(Given instruction) Render the lines of the data below, from the one containing "Every black car" through the one containing "[110,55,474,361]", inclusive, as a Markdown table with a Row column numbering each line and a Line column holding it, and omit any blank lines.

(Available records)
┌────────
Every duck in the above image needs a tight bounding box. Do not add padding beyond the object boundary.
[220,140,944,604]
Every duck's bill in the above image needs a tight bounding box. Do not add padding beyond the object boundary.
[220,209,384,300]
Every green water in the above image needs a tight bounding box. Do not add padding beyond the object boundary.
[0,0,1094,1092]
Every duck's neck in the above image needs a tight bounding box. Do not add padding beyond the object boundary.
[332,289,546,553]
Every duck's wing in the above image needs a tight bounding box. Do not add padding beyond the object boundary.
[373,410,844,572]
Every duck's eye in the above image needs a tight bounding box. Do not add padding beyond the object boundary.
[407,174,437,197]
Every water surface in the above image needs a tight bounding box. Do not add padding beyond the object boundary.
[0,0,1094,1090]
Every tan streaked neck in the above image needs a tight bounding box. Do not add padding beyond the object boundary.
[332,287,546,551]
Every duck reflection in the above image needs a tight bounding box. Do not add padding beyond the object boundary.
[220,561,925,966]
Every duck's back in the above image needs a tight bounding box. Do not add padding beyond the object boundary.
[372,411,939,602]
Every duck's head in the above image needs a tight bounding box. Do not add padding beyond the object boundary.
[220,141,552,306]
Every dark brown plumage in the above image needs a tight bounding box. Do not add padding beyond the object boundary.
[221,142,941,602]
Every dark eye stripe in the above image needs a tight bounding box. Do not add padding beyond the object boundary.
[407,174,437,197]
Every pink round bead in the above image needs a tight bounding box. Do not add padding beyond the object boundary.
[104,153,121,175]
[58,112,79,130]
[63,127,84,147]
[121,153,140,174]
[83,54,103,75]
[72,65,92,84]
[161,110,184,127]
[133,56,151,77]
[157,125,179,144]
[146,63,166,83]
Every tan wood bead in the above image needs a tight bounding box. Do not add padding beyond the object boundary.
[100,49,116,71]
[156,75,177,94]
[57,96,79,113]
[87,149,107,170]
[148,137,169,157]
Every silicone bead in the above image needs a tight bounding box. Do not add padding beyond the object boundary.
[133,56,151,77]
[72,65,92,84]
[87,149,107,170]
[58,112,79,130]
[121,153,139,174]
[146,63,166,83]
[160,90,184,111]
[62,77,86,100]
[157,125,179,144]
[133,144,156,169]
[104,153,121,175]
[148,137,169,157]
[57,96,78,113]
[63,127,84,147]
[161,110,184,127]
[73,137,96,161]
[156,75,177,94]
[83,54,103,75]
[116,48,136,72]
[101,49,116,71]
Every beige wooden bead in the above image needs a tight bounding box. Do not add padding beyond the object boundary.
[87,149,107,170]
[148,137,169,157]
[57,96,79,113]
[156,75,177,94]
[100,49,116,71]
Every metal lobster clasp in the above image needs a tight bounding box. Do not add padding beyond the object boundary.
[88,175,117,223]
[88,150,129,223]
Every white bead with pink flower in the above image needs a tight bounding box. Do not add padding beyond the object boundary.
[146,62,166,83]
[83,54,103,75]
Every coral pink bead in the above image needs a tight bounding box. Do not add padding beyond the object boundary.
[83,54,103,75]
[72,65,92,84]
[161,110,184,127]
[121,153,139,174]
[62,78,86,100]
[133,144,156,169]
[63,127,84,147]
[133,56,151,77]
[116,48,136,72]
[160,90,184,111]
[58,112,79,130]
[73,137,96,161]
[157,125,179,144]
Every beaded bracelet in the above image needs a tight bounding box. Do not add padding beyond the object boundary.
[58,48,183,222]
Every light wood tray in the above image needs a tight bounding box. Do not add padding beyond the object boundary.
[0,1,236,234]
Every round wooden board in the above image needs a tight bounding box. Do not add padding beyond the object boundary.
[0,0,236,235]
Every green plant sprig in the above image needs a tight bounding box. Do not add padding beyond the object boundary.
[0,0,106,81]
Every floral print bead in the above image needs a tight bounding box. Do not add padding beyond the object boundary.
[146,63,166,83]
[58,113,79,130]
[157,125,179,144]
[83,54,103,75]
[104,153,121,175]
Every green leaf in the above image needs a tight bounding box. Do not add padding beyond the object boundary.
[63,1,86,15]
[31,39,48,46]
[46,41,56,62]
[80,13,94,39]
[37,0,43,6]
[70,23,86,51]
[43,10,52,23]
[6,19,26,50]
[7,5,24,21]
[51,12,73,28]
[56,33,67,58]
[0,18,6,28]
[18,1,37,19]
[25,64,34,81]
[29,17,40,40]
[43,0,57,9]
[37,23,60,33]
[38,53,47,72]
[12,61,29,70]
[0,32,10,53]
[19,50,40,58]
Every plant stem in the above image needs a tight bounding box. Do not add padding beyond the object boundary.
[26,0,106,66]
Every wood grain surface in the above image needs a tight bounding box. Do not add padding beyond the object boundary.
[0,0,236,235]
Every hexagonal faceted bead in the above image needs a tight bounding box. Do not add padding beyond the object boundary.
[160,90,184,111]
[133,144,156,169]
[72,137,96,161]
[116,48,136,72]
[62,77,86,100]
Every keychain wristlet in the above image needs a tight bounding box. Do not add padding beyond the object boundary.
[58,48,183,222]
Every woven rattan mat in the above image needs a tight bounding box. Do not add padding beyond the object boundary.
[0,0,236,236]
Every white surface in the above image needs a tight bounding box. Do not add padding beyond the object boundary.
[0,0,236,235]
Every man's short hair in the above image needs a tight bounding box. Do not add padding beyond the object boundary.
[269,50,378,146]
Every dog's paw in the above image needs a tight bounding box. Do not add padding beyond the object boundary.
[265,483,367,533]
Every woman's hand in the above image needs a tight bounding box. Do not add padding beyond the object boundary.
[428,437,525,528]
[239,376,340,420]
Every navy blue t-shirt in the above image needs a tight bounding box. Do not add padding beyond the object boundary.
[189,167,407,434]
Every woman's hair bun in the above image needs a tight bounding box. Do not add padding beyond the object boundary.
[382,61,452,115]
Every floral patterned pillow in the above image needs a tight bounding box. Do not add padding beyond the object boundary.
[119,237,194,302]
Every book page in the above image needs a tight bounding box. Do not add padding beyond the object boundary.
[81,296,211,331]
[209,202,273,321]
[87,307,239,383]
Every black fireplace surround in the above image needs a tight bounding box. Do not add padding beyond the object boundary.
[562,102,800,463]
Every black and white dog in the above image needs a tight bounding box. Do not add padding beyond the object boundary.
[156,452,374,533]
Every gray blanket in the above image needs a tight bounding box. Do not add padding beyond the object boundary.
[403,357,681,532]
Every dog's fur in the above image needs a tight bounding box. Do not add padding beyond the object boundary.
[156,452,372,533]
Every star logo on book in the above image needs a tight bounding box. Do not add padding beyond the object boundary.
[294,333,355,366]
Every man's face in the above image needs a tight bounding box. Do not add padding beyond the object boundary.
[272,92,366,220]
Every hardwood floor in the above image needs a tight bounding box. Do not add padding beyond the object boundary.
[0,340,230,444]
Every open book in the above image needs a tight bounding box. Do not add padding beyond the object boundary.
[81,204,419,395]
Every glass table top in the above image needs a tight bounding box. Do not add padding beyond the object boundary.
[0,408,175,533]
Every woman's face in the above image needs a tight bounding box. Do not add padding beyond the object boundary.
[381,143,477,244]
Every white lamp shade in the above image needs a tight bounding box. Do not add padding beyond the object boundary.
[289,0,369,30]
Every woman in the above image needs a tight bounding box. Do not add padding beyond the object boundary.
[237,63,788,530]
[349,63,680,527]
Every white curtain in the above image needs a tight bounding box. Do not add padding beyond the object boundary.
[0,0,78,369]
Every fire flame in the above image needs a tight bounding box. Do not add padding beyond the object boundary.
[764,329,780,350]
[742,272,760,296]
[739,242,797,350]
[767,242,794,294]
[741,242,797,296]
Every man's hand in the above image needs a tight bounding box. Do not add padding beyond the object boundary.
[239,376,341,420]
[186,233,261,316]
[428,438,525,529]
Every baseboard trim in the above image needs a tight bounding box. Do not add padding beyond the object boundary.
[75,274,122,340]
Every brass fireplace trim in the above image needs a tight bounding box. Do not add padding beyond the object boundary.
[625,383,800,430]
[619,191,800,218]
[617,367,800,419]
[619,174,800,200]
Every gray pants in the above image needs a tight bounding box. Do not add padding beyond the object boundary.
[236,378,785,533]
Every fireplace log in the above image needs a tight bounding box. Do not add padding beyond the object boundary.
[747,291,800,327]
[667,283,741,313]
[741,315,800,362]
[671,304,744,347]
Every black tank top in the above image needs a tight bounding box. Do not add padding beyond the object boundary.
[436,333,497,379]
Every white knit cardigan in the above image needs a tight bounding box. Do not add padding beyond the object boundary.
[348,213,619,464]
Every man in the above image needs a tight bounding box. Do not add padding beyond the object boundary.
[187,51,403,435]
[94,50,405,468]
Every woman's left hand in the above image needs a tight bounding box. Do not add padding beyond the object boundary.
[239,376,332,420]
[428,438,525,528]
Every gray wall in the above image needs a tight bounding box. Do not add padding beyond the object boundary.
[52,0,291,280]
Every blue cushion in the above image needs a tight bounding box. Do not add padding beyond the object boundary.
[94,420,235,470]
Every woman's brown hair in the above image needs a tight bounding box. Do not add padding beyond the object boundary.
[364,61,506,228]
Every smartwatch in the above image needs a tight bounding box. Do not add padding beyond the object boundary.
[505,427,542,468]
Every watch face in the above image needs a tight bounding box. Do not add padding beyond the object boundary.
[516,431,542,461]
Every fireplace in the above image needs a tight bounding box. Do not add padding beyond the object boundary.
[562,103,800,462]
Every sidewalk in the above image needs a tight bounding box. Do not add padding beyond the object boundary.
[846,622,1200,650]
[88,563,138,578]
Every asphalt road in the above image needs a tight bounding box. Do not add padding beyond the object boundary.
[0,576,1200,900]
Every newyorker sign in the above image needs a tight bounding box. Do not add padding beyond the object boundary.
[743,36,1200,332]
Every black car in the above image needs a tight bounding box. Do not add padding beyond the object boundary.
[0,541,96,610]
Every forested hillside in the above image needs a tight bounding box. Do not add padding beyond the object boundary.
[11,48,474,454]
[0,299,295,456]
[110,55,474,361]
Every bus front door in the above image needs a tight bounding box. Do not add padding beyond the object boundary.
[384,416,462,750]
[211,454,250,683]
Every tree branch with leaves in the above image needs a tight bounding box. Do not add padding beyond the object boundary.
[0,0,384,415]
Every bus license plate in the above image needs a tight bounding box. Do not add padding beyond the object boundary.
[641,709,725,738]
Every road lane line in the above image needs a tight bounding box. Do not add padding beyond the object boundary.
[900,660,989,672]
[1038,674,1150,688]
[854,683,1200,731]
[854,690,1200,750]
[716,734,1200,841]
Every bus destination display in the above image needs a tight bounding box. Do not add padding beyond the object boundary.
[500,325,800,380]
└────────
(Exercise result)
| Row | Line |
|---|---|
| 1 | Every black car in the above image needs a tight bounding box. Do not add padding beyond the object boundary. |
| 2 | [0,541,96,610] |
| 3 | Every forested hillside in the above image needs a tight bounding box. Do not add padding beyond the object boundary. |
| 4 | [11,48,474,454] |
| 5 | [0,299,295,456] |
| 6 | [110,55,474,361] |